What the exercise asks:
Restate the material verbatim, every line included.

Data:
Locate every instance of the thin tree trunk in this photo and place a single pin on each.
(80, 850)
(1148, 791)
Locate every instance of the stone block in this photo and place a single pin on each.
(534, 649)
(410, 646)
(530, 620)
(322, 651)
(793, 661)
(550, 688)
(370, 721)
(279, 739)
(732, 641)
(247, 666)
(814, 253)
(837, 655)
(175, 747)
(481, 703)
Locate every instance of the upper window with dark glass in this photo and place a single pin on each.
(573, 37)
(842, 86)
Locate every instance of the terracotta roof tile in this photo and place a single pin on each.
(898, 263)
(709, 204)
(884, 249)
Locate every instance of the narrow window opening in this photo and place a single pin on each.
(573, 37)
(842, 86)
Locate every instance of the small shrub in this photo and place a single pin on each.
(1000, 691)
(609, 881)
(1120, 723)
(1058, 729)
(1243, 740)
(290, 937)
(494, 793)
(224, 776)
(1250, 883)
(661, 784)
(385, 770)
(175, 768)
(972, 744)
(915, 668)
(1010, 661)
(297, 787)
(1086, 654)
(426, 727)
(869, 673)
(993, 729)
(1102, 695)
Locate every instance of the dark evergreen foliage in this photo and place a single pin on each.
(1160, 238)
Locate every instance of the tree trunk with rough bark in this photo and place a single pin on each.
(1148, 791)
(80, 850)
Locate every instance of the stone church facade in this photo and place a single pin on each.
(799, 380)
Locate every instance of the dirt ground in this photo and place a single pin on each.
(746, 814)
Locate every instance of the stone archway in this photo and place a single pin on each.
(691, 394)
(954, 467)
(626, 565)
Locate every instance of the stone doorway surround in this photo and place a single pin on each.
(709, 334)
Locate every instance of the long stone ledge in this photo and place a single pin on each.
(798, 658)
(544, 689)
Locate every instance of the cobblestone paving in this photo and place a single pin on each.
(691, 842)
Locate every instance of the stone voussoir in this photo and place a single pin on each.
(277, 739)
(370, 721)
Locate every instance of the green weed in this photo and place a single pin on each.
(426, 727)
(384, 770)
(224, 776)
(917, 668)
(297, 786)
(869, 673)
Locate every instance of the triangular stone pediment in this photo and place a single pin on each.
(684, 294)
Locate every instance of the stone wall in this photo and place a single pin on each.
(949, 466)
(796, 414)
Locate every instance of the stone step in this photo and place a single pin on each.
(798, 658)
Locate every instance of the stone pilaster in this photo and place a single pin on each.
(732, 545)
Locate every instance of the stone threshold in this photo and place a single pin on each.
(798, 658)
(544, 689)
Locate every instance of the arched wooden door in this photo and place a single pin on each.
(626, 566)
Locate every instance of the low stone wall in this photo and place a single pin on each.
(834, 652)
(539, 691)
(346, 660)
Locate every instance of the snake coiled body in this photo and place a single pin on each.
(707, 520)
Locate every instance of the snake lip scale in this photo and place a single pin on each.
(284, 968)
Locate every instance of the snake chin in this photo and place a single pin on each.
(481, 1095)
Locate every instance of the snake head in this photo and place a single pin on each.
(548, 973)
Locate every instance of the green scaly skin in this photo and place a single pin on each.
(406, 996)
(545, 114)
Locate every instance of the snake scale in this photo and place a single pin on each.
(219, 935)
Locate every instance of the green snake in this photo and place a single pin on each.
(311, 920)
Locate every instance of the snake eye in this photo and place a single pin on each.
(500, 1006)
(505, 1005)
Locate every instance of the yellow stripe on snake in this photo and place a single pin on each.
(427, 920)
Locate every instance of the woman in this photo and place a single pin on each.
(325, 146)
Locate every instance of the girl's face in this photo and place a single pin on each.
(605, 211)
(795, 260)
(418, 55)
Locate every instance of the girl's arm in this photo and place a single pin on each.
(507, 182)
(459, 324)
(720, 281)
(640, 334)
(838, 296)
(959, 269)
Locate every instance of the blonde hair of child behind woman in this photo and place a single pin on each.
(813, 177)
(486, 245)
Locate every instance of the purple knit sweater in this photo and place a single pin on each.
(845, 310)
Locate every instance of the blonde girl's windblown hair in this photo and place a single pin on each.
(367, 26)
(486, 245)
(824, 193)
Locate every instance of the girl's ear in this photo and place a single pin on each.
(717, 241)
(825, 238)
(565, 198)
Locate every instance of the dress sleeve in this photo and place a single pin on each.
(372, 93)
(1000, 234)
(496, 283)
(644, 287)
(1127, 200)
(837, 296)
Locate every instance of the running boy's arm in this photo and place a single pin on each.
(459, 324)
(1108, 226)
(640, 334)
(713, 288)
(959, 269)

Task output:
Locate every instance of the thin tree trunk in this photo and place a single pin on each.
(80, 850)
(1148, 791)
Locate every instance of the stone block in this photo and place a single pin on each.
(534, 649)
(410, 646)
(530, 620)
(322, 651)
(793, 661)
(550, 688)
(370, 721)
(279, 739)
(732, 641)
(247, 666)
(814, 253)
(837, 655)
(175, 747)
(481, 703)
Locate every instance of the upper window with dark glass in this photo and place a single pin on each.
(573, 37)
(842, 86)
Locate every instance of the terracotta roof tile in this photo and place a single pin on each.
(898, 263)
(709, 204)
(884, 249)
Locate every instance of the narrow window opening in this photo and place a single pin on each.
(573, 37)
(842, 86)
Locate every instance of the small shrub in this photo and place a single pin on each.
(1000, 691)
(609, 881)
(1120, 723)
(1058, 729)
(1243, 740)
(290, 937)
(494, 793)
(224, 776)
(1250, 883)
(661, 784)
(385, 770)
(175, 768)
(972, 744)
(915, 668)
(1010, 661)
(297, 787)
(1086, 654)
(426, 727)
(869, 673)
(993, 729)
(1102, 695)
Locate every instance of the dark evergreen foliage in this photo and place a single pin on each.
(1160, 238)
Locate every instance of the tree trunk with rough bark in this photo and place a single pin on each.
(1148, 791)
(80, 850)
Locate every instance of the stone church facade in this photo and place a single pin on each.
(799, 380)
Locate every instance of the dirt ground in this photo and place a single pin on each.
(746, 814)
Locate every instance of the stone archway in this photo and place a single pin on each.
(691, 394)
(954, 467)
(626, 565)
Locate every instance of the stone doorway surround in this photo and place a single pin on each.
(709, 334)
Locate every instance of the long stone ledge in this photo and place a single pin on each.
(798, 658)
(544, 689)
Locate every instance of the cobblestone paving in this photo and place a single pin on each.
(691, 842)
Locate every instance of the stone voussoir in this photo and place a single pin on each.
(277, 739)
(370, 721)
Locate every instance of the green weed in this photo and place a single pin on each.
(426, 727)
(384, 770)
(224, 776)
(917, 668)
(297, 786)
(869, 673)
Locate every instance of the triangular stone pediment in this photo and place a single pin on each.
(684, 294)
Locate every instance of the stone wall in this photo and place a single pin on each.
(949, 466)
(796, 414)
Locate every instance of the stone step in this photo and place a single pin on each.
(798, 658)
Locate every instance of the stone pilaster in this photo and place a single pin on each.
(732, 545)
Locate every instance of the stone threshold in this photo and place a single pin on each.
(798, 658)
(544, 689)
Locate every instance of the arched wooden door in this photo and place a single pin on each.
(626, 566)
Locate every instance of the low stone wall in this photo and place a single pin on each.
(834, 652)
(539, 691)
(346, 660)
Locate every instance of the snake coiled body in this photo and place a single pin on each.
(707, 520)
Locate every instance of the snake lip scale in this photo and place a single pin on each.
(284, 968)
Locate every instance of the snake chin in this photo and place a single pin on each.
(481, 1095)
Locate every instance of the snake head in this photo and place a single pin on each.
(548, 973)
Locate every instance of the green scaly skin in this photo and place a single pin on each.
(406, 996)
(545, 114)
Locate every instance of the snake scale in this photo and place a single pin on each.
(219, 935)
Locate every instance of the green snake in this photo and place a single pin on each.
(311, 920)
Locate every instance of the snake eye in this photo and place a single pin on each.
(500, 1006)
(505, 1005)
Locate every instance of the yellow stripe on snake in this photo and place a single pin on each.
(427, 920)
Locate every instance of the woman in this photo and place a single pin on each.
(325, 146)
Locate every instance of the girl's face in this photo and place a single pin on each.
(605, 211)
(795, 260)
(418, 55)
Locate every instance of the girl's arm in this photo and place a single pin on each.
(507, 182)
(459, 324)
(720, 281)
(640, 334)
(838, 296)
(959, 269)
Locate every instance of the blonde hair of child behind woman in this photo and place a single pin on each.
(813, 177)
(486, 245)
Locate every instance of the purple knit sweater in this photo and place a single pin on each.
(845, 310)
Locate every instance of the blonde girl's windblown hair in this photo and place a single pin on each.
(367, 26)
(486, 245)
(824, 193)
Locate every instance of the girl's ear in this photo and place a single pin on each.
(717, 241)
(825, 238)
(565, 198)
Locate every instance of the dress sleeve in this photo and place a single pin on each.
(372, 93)
(1000, 234)
(496, 283)
(644, 287)
(1127, 200)
(837, 296)
Locate every instance of the running boy's arm in this photo and place a single pin on each.
(459, 324)
(1108, 226)
(640, 334)
(713, 288)
(959, 269)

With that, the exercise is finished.